Given task
Starting at the line containing "Task: each instance of the bright" and ending at the last line of the entries, put each line into a JSON list of strings, one string per line.

Given entries
=======

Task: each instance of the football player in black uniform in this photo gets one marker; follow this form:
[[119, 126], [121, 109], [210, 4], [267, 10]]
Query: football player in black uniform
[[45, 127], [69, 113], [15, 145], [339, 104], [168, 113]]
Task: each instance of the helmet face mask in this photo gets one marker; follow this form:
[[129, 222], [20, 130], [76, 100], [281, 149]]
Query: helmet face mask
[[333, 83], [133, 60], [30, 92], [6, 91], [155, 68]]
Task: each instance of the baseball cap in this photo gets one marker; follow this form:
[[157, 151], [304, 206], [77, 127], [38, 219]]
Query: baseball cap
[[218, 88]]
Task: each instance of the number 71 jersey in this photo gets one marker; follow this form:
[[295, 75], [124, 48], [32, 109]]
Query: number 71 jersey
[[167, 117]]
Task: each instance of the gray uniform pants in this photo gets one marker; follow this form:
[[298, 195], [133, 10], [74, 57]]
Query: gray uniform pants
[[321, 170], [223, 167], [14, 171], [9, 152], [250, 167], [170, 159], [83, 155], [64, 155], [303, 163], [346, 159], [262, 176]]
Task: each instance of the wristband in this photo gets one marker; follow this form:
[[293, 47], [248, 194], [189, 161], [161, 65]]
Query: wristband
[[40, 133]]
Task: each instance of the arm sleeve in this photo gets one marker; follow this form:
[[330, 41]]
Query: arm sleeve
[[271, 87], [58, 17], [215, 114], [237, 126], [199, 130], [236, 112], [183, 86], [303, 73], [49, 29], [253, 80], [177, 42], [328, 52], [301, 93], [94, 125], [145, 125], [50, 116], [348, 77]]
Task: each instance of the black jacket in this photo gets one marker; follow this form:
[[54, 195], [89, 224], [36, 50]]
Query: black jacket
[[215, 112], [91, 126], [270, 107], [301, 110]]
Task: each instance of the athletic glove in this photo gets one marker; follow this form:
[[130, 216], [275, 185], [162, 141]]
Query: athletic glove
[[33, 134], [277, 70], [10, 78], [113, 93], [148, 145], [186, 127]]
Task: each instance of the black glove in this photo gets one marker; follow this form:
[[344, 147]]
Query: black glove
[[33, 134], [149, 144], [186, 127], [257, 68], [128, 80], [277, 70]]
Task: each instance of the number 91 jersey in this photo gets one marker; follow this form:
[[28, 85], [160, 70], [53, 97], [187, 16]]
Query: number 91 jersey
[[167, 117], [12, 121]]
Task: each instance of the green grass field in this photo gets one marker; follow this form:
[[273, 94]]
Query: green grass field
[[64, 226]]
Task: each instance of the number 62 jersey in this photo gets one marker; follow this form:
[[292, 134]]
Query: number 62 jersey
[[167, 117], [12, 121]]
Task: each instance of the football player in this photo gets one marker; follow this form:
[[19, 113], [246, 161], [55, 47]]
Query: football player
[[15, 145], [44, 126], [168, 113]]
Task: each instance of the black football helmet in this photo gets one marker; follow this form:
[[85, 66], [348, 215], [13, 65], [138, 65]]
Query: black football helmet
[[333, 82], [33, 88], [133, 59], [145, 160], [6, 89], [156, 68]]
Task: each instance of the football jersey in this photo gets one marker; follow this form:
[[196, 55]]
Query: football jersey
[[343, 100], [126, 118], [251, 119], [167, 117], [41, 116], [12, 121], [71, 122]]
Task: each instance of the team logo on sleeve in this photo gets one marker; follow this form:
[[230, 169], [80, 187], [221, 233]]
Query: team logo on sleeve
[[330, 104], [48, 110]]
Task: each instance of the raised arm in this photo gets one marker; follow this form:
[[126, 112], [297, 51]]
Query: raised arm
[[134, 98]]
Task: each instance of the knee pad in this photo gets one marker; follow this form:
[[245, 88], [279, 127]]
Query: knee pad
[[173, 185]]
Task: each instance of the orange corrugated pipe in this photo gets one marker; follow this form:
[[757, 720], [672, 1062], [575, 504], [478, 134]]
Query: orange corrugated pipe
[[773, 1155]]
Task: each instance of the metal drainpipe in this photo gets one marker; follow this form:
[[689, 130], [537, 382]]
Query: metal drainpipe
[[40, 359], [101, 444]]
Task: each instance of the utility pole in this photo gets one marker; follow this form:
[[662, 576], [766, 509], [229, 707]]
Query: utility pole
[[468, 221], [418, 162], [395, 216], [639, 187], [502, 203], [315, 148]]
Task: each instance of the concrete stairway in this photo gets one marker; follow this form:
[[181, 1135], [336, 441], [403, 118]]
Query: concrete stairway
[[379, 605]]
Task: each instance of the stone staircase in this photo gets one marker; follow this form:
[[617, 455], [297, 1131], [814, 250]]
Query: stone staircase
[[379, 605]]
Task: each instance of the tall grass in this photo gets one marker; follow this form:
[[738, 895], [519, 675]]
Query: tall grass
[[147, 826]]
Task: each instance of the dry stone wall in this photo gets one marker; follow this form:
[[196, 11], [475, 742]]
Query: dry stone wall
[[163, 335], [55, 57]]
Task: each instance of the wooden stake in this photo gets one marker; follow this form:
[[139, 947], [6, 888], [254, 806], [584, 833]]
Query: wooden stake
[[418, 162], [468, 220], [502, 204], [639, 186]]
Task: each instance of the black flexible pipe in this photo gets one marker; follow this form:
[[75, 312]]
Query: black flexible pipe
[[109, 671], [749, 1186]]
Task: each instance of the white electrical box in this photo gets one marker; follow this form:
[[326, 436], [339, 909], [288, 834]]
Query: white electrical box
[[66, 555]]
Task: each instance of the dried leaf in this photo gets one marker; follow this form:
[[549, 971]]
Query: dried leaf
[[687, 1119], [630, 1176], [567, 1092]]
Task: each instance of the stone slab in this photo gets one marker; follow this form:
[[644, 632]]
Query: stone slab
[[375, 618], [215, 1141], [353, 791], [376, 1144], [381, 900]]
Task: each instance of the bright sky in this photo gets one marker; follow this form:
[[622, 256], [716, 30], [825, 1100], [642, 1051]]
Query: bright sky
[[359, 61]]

=======

Expected output
[
  "Task: each instance of the bright sky in this photo gets one marker; follow this form:",
  "[[622, 256], [716, 30], [825, 1100], [642, 1051]]",
  "Query: bright sky",
  "[[359, 61]]"
]